3 Jan 2009

Scientists make dengue fever breakthrough

7:23 am on 3 January 2009

Australian researchers have made a breakthrough that could help curb the spread of dengue fever, a tropical disease which kills thousands of people every year.

Scientists from The University of Queensland say they have proven they can limit the lifespan of the type of mosquito - Aedes aegypti - which spreads the disease.

There is no vaccine or cure for dengue, a painful and debilitating disease also known as breakbone fever. It harms up to 100 million people and kills more than 20,000 every year.

The virus is passed to humans when mosquitoes carrying it feed on their blood, and while there have been efforts to eradicate them using insecticides, these have been fraught with problems, including the ability of the mosquito to become resistant to the chemicals used.

But in a paper published in the international journal Science, researchers say they can halve the insects' lifespan by infecting them with a bacterium that is harmless to humans and other animals.

The breakthrough could dramatically curtail the insects' potential to spread the disease because only older mosquitoes can transmit it to humans.

PhD student Conor McMeniman carried out the painstaking research. He used super-fine needles to manually inject 10,000 mosquito embryos with the bacterium, then encouraged the surviving mosquitoes to feed on his own blood.

"We ended up having to inject thousands of embryos to achieve success, but it was well and truly worth it in the end," he said.

Professor Scott O'Neill, head of the university's School of Biological Sciences, said researchers would now conduct field experiments in northern Queensland.

"If that proves successful we hope to deploy this new dengue control measure in other parts of Australia, as well as Thailand and Vietnam."

[Dataset entries]
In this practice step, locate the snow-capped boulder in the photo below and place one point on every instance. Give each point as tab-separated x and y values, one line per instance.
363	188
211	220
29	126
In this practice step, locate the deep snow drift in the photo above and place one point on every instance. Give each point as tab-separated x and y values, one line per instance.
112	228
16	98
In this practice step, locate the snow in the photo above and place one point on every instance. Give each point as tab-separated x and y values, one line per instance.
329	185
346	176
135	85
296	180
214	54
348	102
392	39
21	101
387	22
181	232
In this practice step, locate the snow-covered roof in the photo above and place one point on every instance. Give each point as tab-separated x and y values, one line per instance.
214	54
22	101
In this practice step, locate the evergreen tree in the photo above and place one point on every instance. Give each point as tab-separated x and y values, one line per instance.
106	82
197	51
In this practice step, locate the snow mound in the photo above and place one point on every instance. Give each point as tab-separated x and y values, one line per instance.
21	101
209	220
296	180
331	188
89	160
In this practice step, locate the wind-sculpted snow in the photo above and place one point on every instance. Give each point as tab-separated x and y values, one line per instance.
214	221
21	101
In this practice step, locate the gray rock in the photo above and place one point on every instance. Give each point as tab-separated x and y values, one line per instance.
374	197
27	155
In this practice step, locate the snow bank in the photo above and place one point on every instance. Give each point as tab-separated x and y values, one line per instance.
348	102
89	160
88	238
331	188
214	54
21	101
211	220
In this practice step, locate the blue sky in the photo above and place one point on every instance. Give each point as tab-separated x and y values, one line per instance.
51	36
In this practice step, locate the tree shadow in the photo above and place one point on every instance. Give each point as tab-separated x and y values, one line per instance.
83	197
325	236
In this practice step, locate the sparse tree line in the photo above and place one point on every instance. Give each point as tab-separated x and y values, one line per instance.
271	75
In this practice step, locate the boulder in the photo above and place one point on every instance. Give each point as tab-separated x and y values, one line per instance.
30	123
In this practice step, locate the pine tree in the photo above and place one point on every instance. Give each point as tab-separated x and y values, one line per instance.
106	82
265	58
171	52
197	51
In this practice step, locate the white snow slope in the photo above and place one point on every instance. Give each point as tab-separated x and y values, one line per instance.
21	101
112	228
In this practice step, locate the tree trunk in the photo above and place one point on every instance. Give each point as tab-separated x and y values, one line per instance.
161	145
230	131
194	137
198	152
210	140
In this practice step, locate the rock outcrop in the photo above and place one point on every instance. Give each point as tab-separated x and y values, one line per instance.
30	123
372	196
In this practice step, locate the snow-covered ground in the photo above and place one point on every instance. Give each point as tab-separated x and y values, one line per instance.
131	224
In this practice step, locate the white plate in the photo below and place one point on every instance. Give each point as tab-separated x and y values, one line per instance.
...
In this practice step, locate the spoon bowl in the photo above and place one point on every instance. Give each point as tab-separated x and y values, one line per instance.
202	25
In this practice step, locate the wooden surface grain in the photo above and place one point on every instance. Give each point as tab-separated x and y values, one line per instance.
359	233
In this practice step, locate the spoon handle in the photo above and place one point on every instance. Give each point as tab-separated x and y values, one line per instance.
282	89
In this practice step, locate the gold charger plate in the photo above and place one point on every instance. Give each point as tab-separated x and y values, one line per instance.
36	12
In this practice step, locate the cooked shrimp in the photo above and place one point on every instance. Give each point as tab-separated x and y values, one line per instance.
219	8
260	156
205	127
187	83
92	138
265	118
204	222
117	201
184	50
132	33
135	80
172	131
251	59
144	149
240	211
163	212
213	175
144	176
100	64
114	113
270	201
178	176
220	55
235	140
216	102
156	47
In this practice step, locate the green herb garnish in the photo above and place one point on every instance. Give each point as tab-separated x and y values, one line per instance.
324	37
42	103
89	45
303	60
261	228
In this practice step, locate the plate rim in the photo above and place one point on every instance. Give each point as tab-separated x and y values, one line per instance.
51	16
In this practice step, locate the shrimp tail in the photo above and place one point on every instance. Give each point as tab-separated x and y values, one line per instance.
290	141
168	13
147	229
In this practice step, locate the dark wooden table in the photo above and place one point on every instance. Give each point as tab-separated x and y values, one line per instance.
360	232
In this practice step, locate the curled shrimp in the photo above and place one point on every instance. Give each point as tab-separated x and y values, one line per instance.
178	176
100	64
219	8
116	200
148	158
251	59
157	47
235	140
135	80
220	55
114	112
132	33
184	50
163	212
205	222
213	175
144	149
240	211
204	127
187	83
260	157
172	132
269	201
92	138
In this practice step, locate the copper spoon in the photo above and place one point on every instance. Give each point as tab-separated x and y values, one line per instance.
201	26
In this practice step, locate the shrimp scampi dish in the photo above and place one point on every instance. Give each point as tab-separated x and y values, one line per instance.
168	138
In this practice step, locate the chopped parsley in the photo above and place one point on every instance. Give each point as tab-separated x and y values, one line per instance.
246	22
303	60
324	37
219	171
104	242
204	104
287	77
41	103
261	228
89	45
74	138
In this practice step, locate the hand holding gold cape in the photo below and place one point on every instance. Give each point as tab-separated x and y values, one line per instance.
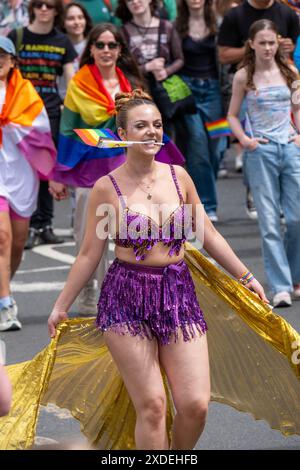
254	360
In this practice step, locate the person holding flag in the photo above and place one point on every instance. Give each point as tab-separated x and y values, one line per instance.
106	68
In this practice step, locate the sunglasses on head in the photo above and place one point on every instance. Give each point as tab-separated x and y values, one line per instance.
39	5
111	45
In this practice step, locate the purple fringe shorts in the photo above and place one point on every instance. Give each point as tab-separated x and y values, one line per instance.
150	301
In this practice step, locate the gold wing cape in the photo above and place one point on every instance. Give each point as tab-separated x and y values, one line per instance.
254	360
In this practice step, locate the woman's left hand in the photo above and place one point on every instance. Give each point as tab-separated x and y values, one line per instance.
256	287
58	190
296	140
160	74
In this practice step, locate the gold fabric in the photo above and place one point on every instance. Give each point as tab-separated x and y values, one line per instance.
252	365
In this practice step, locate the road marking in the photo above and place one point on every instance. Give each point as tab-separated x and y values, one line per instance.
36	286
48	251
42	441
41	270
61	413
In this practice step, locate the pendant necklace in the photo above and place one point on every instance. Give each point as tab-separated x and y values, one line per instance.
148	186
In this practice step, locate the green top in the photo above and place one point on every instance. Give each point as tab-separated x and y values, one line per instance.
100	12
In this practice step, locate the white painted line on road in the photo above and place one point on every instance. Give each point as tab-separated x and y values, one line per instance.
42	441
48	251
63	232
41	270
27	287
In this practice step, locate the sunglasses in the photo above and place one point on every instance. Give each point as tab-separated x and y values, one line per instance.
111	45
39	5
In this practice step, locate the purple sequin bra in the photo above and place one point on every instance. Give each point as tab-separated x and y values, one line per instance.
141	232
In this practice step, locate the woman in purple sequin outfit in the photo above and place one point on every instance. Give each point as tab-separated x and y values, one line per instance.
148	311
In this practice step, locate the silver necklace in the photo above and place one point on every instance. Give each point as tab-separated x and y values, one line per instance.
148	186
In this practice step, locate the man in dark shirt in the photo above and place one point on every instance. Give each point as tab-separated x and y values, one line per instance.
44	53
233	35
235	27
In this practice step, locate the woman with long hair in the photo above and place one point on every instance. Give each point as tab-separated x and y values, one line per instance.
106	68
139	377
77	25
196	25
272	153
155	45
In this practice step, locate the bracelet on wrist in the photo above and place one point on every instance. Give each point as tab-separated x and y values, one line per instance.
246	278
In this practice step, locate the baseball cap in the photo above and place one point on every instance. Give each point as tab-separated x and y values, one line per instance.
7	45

**WHAT YOU HAVE TO DO:**
List every country named in the dengue fever article. The dataset entries are separate material and have no connection to the dengue fever article.

**FINAL ANSWER:**
Australia, Thailand, Vietnam